= Assignment =
In the entries that follow, find the word "wooden" and report each line it is on.

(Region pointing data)

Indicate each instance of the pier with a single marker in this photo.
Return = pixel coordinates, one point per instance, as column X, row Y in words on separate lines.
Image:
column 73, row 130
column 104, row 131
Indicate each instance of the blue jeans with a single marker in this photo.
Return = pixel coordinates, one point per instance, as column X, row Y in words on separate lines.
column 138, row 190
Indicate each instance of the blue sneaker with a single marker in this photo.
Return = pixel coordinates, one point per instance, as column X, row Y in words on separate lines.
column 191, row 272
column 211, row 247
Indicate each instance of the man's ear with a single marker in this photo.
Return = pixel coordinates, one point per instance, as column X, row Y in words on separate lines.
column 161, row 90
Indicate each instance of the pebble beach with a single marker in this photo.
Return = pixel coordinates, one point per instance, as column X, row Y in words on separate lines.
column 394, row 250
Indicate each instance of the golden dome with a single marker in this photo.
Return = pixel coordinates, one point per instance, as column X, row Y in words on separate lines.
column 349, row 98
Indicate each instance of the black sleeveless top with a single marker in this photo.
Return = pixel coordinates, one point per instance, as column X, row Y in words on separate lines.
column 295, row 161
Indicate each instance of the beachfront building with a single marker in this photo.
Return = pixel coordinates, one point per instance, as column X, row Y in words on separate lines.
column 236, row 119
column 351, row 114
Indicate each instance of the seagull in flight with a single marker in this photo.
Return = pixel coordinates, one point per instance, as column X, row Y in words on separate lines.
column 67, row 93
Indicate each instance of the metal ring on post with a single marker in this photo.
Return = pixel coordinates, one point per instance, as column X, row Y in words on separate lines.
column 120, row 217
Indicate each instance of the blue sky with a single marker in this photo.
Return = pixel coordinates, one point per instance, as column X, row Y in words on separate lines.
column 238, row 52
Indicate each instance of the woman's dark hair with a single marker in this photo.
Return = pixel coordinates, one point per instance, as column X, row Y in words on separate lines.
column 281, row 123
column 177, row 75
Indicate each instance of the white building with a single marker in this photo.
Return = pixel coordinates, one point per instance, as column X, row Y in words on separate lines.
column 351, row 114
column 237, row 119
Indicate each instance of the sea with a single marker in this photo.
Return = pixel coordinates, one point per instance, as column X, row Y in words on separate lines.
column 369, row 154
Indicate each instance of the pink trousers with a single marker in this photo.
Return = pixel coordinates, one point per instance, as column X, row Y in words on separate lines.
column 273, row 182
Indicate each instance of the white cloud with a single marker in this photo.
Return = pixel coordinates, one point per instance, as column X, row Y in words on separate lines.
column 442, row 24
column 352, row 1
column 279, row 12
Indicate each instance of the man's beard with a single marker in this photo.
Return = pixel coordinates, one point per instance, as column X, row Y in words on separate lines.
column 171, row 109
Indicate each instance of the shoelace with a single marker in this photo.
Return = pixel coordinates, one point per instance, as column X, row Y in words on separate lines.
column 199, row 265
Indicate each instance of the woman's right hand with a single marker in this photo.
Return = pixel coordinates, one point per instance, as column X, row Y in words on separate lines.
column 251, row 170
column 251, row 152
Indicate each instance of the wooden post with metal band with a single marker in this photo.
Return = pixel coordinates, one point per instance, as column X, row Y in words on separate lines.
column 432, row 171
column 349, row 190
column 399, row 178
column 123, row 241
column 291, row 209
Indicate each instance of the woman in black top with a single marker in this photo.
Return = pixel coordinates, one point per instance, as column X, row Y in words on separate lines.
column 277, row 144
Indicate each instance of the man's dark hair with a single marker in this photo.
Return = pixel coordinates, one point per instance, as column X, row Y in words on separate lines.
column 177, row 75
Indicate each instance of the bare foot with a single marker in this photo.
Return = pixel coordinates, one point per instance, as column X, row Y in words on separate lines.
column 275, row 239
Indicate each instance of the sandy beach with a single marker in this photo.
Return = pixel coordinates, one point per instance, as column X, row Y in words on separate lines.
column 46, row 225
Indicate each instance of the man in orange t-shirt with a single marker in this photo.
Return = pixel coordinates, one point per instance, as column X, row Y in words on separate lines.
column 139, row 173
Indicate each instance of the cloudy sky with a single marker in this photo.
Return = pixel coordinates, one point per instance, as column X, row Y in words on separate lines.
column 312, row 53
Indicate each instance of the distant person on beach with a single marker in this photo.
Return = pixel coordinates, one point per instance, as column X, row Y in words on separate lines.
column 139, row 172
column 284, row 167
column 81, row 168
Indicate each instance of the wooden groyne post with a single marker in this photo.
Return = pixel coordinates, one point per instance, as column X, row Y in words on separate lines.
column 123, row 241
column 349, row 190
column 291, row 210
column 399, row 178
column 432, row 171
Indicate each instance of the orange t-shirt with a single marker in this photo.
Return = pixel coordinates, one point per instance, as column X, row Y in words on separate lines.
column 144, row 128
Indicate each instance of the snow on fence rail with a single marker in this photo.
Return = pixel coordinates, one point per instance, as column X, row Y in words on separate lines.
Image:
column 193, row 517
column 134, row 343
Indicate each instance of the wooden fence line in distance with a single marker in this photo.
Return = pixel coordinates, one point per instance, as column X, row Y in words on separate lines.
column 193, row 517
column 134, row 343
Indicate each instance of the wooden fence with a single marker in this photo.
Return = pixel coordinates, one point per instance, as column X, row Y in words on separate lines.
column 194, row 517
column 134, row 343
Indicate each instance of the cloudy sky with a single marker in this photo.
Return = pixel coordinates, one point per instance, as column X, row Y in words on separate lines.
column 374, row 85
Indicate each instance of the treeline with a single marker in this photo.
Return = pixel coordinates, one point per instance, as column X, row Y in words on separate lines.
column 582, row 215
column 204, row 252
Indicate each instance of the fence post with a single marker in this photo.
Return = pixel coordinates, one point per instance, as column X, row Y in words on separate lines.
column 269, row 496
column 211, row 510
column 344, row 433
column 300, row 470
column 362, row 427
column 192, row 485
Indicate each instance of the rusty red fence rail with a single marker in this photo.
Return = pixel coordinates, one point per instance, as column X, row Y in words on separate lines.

= Response to this exercise =
Indicate each instance of the wooden post with metal band with a single marker in this photo.
Indicate each instance of the wooden groyne post with a single marker in this photo.
Indicate each instance of the wooden fence line in distance with a single marker in this photo.
Indicate each instance of the wooden fence with a single marker in this photo.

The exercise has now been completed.